==== LISTED RECORDS

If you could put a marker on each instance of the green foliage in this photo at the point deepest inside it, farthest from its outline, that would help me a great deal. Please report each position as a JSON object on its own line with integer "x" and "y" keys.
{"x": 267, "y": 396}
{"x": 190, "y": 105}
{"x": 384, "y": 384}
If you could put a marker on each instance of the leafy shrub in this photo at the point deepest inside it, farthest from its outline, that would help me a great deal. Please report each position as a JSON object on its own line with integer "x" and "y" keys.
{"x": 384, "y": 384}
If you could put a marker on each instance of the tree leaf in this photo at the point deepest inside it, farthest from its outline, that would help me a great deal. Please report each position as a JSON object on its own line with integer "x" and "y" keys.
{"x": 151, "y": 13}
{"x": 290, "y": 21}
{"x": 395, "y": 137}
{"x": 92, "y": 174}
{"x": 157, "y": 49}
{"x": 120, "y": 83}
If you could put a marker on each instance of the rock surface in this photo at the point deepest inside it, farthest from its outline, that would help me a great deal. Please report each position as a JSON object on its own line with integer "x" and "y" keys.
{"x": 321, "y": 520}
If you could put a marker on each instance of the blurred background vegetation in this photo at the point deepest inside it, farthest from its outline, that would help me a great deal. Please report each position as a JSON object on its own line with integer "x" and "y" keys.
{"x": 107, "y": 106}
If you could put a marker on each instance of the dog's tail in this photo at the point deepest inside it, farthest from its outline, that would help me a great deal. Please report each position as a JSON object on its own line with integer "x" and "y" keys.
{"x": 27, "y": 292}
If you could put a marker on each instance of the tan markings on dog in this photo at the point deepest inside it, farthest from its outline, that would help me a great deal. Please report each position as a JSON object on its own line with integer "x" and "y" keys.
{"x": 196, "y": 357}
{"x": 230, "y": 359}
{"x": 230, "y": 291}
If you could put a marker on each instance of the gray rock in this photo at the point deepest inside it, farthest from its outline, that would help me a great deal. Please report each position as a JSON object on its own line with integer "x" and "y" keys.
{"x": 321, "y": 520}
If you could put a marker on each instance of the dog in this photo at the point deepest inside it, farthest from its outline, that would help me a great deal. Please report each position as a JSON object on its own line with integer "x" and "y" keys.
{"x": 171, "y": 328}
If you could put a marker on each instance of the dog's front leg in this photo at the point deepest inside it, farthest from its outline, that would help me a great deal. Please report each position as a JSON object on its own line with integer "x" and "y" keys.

========

DO THIS: Rewrite the lines above, swapping every "marker" for "pin" and keeping everything else the same.

RESPONSE TO THIS TASK:
If you could put a pin on each instance of the green foliage in this photo at the point deepest inside it, farthest from its outline, that would help me a great deal. Please report each position as a JSON object on its own line with integer "x" and "y" keys.
{"x": 267, "y": 396}
{"x": 190, "y": 105}
{"x": 384, "y": 384}
If you could put a pin on each instance of the leafy shrub in this photo at the point deepest inside it, farthest from its outline, that would help me a great deal. Please report each position as a JSON object on its own line with integer "x" and "y" keys.
{"x": 384, "y": 384}
If you could put a pin on each instance of the tree leaf in this photo at the point deepest inside it, farthest from its outline, that would help me a great deal. Please report each position as a JSON object on its own line with integer "x" and "y" keys.
{"x": 151, "y": 13}
{"x": 290, "y": 21}
{"x": 395, "y": 137}
{"x": 92, "y": 174}
{"x": 157, "y": 49}
{"x": 120, "y": 83}
If you could put a pin on each instance of the rock surface in this photo at the point deepest inside it, farthest from its outline, that would help me a great deal. Please report each position as a JSON object on its own line with integer "x" and "y" keys.
{"x": 321, "y": 520}
If you could put a pin on each instance of the blurred background vegetation in this photo at the point deepest inside it, farthest from its outline, that would help me a great deal. Please report each position as a JSON object on its own line with integer "x" and "y" keys.
{"x": 107, "y": 106}
If you could put a pin on each instance of the dog's tail in this photo at the point deepest inside it, farthest from its outline, that would help me a great deal. Please report each position as a JSON object on its own line with integer "x" and "y" keys.
{"x": 27, "y": 292}
If you could put a pin on each instance of the tan markings on dog in this photo at the point deepest inside it, farthest from its outline, that would help me a great deal. Please report each position as a JSON object on its own line with integer "x" and "y" keys.
{"x": 196, "y": 357}
{"x": 230, "y": 359}
{"x": 230, "y": 291}
If you could put a pin on each instance of the gray rock in this photo at the point deepest inside it, farthest from its outline, that would help me a great deal. Please report each position as a JSON object on its own line with integer "x" and "y" keys.
{"x": 321, "y": 520}
If you could put a pin on each instance of the dog in this photo at the point deepest inside it, farthest from its outline, that would help me a great deal. Please report each position as a JSON object on its own line with integer "x" and "y" keys.
{"x": 171, "y": 328}
If you could put a pin on each instance of the dog's front leg in this photo at the point deepest inside it, farthest from its outline, that would help me a great deal. Please report each position as a JSON object on its own line with integer "x" and "y" keys.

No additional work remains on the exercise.